#### TASK DETAILS:
Reproduce the items from their start through the line containing "[[[193,84],[193,1],[190,0],[190,84]]]", inclusive, replacing "even-odd" with "nonzero" and leaving everything else unchanged. Omit the pictures from your answer.

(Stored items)

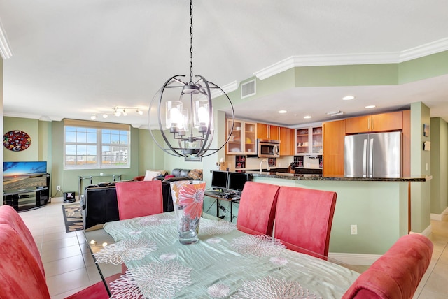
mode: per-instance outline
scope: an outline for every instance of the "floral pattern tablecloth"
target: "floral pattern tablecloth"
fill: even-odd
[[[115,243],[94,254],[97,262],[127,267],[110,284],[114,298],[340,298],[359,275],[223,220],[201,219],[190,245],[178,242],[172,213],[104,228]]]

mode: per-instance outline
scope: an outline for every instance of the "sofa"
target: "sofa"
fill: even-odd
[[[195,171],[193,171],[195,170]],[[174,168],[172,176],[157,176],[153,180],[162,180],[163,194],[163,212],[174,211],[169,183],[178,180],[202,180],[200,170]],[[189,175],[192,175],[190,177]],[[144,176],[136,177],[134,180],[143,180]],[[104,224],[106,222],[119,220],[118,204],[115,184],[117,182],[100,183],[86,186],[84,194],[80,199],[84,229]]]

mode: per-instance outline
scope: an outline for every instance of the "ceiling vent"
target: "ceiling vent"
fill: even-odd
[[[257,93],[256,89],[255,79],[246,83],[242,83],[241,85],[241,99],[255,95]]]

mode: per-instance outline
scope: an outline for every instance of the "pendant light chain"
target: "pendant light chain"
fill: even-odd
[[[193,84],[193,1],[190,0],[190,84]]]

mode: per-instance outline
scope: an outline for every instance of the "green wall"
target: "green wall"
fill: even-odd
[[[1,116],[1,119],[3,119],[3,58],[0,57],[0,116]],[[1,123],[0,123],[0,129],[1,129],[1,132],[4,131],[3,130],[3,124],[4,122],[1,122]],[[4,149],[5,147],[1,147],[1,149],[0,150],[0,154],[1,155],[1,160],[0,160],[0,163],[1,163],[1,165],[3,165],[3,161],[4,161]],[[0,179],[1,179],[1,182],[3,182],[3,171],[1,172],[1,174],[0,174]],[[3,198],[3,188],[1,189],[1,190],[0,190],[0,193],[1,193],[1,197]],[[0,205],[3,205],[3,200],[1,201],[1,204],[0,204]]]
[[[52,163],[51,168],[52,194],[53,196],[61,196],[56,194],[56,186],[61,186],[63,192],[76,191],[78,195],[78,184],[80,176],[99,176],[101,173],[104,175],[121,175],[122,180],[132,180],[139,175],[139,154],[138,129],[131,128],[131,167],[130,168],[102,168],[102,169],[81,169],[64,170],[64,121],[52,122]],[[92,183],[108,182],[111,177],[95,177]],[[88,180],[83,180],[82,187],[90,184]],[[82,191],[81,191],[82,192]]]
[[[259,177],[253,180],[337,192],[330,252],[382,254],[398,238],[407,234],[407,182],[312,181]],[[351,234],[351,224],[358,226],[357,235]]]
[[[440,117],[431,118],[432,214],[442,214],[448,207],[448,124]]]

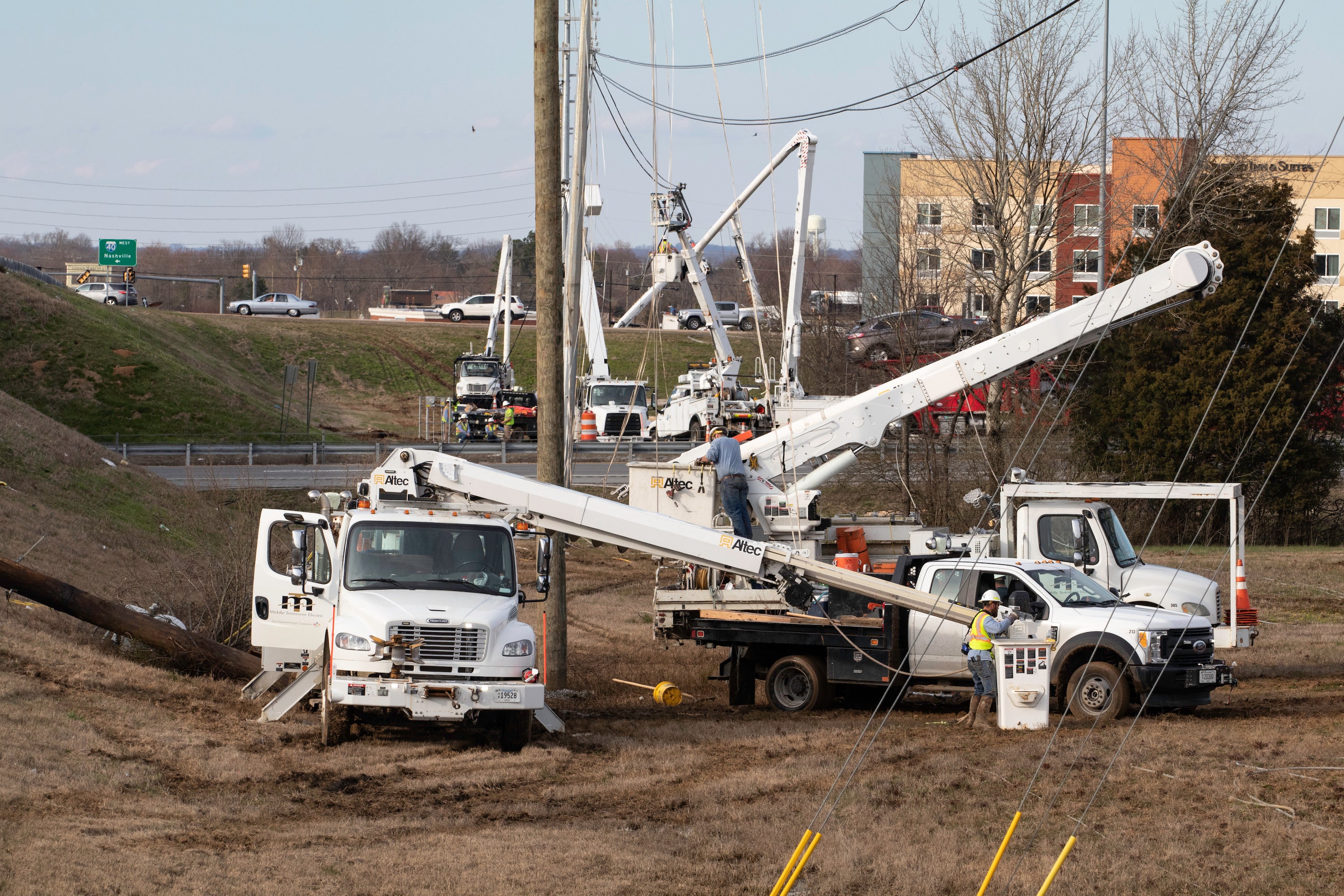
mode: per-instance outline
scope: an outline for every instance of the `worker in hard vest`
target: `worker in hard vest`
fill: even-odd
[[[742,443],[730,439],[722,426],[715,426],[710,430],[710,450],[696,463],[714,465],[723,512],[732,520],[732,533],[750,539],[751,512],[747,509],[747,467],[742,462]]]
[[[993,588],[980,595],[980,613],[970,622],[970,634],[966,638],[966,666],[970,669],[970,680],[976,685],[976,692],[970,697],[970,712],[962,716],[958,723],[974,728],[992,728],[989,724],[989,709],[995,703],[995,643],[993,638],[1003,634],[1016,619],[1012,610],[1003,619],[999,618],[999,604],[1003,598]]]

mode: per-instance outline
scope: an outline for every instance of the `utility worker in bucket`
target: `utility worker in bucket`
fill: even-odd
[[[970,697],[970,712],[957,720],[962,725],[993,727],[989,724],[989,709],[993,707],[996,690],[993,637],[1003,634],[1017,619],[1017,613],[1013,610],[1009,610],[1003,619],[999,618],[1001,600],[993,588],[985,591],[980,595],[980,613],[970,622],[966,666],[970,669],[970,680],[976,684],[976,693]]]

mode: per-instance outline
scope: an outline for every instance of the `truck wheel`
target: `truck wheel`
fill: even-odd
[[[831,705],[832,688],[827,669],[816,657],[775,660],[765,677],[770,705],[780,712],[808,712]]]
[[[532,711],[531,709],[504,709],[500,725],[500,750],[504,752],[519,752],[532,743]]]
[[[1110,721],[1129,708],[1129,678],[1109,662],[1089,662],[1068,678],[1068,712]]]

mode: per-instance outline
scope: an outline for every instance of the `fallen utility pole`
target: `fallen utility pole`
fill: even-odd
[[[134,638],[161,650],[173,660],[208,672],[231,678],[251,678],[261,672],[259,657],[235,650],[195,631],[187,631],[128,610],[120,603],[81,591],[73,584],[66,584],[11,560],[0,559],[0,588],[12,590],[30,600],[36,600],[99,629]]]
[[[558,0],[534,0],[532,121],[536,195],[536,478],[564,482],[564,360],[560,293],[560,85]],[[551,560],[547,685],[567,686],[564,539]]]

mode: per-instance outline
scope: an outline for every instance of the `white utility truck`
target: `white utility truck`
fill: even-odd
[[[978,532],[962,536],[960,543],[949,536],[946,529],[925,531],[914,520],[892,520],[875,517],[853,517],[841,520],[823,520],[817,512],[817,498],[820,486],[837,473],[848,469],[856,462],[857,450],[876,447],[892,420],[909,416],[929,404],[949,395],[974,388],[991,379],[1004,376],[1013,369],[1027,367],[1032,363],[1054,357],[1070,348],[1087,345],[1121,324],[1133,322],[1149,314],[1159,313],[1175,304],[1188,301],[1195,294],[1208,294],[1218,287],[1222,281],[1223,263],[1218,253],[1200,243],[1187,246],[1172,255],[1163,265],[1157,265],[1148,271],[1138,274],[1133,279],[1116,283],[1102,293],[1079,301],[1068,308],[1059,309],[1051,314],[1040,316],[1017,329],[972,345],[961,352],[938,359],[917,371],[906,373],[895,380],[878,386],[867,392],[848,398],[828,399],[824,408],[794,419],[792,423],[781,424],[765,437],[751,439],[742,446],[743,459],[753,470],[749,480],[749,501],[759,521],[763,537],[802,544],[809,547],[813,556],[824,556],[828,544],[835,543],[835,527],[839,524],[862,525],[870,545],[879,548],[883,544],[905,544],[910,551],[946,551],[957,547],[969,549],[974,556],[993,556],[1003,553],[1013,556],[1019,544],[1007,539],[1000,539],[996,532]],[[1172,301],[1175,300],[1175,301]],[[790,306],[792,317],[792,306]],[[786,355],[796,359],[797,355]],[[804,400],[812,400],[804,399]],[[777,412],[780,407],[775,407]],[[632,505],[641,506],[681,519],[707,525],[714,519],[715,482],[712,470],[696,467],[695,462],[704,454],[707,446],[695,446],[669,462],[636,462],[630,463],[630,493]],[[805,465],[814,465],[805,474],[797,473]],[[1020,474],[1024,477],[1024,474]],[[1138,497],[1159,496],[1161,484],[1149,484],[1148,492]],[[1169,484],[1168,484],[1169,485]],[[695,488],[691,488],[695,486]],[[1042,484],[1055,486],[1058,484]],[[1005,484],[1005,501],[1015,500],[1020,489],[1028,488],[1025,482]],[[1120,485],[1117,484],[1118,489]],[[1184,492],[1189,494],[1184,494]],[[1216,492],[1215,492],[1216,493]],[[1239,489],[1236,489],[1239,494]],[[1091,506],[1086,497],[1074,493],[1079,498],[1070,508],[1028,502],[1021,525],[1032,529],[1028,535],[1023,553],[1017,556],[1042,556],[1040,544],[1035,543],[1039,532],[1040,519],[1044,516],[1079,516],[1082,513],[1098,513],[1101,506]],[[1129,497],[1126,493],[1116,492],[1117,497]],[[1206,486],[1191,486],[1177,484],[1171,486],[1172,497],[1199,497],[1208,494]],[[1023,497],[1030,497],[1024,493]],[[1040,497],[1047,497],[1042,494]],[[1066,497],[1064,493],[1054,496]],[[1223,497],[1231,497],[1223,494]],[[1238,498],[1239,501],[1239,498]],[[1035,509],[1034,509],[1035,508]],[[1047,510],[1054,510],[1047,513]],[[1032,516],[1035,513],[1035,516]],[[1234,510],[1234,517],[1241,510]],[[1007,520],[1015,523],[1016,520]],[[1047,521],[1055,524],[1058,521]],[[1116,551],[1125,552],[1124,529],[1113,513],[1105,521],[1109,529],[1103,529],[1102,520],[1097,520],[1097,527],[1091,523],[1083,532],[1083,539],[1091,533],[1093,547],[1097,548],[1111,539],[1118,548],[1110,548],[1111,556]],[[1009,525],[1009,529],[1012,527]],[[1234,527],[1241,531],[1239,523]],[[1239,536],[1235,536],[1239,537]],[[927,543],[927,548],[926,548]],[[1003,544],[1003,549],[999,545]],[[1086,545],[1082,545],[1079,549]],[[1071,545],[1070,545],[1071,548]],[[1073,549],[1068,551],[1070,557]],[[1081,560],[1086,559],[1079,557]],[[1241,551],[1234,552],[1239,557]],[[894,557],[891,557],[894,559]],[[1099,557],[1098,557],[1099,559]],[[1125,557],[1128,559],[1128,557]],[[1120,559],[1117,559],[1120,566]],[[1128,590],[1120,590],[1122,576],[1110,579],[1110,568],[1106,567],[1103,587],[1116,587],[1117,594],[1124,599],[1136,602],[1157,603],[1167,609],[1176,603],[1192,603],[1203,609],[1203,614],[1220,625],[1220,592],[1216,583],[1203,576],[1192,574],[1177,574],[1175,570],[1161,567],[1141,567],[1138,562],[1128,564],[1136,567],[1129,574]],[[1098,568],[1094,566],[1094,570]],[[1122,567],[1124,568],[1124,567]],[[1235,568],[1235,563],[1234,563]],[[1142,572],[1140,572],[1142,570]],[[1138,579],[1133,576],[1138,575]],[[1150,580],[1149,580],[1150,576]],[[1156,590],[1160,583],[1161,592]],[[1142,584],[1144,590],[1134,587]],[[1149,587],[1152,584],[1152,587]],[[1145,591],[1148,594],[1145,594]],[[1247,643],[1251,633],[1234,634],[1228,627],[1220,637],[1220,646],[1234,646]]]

#### ANSWER TO THE EXERCISE:
mode: per-instance outline
scope: an outline for every instance of the "floral pattern tablecloth"
target: "floral pattern tablecloth"
fill: nonzero
[[[115,243],[94,254],[97,262],[127,267],[110,284],[114,298],[340,298],[359,275],[223,220],[201,219],[190,245],[178,242],[172,213],[104,228]]]

mode: per-instance outline
scope: an outline for every instance of the "sofa"
target: "sofa"
fill: nonzero
[[[195,171],[193,171],[195,170]],[[174,168],[172,176],[157,176],[153,180],[162,180],[163,194],[163,212],[174,211],[169,183],[178,180],[202,180],[200,170]],[[189,175],[192,175],[190,177]],[[144,176],[136,177],[134,180],[143,180]],[[104,224],[106,222],[119,220],[118,204],[115,184],[117,182],[100,183],[86,186],[84,194],[80,199],[84,229]]]

mode: per-instance outline
scope: an outline for every instance of the "ceiling vent"
target: "ceiling vent"
fill: nonzero
[[[257,93],[256,89],[255,79],[246,83],[242,83],[241,85],[241,99],[255,95]]]

mode: per-instance outline
scope: an outline for every instance of the "pendant light chain"
target: "pendant light chain"
fill: nonzero
[[[193,84],[193,1],[190,0],[190,84]]]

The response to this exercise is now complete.